> **SET TASK**:
Update the records from the line that has "Isolate the small" through the line that has "[0,126,53,175]" so that "wetsuit" becomes "drysuit", with everything else left the same. Give back only those lines.

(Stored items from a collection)
start

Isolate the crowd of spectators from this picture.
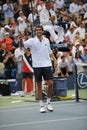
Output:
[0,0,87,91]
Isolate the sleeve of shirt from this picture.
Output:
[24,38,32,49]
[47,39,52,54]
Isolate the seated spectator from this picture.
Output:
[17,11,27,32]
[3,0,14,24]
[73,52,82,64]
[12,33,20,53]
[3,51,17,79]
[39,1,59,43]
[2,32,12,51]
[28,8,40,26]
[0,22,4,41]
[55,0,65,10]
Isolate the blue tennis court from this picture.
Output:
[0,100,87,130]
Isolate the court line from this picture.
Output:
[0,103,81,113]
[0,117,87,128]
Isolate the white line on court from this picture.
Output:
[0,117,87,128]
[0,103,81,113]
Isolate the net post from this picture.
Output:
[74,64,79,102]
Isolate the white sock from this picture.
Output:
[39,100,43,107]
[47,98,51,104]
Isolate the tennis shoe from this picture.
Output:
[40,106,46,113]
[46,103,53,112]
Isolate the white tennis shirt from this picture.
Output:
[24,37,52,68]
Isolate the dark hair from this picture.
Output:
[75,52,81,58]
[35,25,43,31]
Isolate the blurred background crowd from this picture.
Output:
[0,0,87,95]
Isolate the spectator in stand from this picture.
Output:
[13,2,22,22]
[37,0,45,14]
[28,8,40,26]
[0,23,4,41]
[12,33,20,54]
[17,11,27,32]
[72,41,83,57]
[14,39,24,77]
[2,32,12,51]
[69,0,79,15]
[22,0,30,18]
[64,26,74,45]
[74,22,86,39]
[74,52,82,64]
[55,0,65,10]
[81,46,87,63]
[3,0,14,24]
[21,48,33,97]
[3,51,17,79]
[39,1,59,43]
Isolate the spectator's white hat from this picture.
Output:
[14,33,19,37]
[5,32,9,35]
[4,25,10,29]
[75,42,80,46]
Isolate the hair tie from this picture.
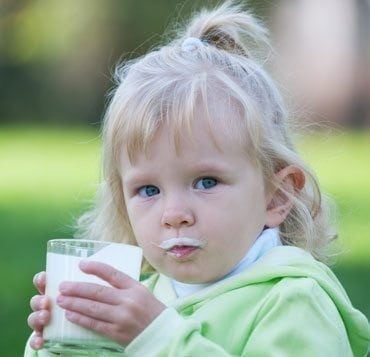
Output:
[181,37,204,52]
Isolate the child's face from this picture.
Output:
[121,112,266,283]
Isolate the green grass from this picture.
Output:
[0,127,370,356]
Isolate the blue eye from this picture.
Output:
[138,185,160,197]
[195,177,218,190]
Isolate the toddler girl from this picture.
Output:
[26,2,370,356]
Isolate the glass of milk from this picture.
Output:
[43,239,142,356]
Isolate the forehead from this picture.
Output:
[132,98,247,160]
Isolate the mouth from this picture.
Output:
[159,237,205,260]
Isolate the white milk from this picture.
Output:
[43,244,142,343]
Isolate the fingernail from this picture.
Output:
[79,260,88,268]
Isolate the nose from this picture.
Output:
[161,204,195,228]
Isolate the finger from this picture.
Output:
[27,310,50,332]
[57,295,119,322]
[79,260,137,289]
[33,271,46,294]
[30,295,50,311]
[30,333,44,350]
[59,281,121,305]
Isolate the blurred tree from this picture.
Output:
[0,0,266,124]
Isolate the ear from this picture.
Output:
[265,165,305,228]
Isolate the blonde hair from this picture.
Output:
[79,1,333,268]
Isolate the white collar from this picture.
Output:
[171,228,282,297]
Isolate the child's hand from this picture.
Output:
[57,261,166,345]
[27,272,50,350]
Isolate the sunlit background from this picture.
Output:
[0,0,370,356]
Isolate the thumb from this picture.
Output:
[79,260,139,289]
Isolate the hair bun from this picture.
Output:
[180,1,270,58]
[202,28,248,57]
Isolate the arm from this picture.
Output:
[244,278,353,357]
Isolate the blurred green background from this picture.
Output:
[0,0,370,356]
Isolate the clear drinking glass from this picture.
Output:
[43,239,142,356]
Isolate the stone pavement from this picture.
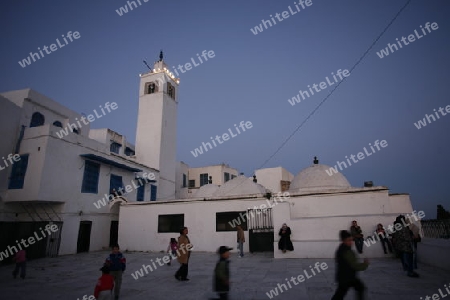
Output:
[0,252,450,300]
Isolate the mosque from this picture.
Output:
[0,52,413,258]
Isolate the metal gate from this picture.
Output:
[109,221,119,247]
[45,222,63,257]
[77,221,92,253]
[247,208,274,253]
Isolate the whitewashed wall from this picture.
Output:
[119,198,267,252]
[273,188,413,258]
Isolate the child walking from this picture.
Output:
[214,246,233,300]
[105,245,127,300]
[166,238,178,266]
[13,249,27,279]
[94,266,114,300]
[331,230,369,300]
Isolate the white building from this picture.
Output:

end
start

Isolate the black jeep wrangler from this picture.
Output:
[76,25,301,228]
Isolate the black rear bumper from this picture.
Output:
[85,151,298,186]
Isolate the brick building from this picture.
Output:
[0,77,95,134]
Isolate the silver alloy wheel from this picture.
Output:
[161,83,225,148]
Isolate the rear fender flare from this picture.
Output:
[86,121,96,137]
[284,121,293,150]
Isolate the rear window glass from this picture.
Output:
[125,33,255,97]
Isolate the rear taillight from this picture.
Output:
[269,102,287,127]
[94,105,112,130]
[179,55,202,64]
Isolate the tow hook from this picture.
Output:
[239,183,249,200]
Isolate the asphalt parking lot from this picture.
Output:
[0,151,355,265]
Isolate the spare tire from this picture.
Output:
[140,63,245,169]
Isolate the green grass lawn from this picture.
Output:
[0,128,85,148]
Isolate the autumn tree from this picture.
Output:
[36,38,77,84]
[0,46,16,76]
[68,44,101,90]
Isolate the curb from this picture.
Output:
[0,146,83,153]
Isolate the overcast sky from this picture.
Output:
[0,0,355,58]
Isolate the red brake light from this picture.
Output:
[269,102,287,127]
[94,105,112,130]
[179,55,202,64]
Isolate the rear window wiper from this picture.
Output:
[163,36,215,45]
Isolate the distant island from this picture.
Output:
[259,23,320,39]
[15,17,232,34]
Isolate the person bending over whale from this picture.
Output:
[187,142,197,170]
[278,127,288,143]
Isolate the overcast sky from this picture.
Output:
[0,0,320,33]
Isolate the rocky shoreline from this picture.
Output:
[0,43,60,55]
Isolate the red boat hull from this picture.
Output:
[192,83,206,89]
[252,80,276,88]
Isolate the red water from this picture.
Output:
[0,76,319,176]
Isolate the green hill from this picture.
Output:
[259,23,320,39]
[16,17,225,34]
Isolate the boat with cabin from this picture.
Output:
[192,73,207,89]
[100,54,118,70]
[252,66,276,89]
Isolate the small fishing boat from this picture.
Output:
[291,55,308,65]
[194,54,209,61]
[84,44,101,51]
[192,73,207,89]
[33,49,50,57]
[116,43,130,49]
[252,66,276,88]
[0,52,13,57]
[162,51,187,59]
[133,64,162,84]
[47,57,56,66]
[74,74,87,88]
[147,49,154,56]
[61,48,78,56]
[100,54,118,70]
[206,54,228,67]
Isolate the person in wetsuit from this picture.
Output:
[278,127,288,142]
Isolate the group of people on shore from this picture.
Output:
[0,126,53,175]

end

> **COMPLETE OUTPUT**:
Isolate the small fishing boat from this picture.
Output:
[291,55,308,65]
[194,54,209,61]
[84,44,101,51]
[192,73,207,89]
[33,49,50,57]
[116,43,130,49]
[252,66,276,88]
[0,52,13,57]
[162,51,187,59]
[133,64,162,84]
[47,57,56,66]
[74,74,87,88]
[147,49,154,56]
[61,48,78,56]
[100,54,118,70]
[206,54,228,67]
Isolate the person in drysuit from this picture.
Output:
[278,127,288,142]
Isolate the group of people on shore from this picture.
Output:
[0,126,53,175]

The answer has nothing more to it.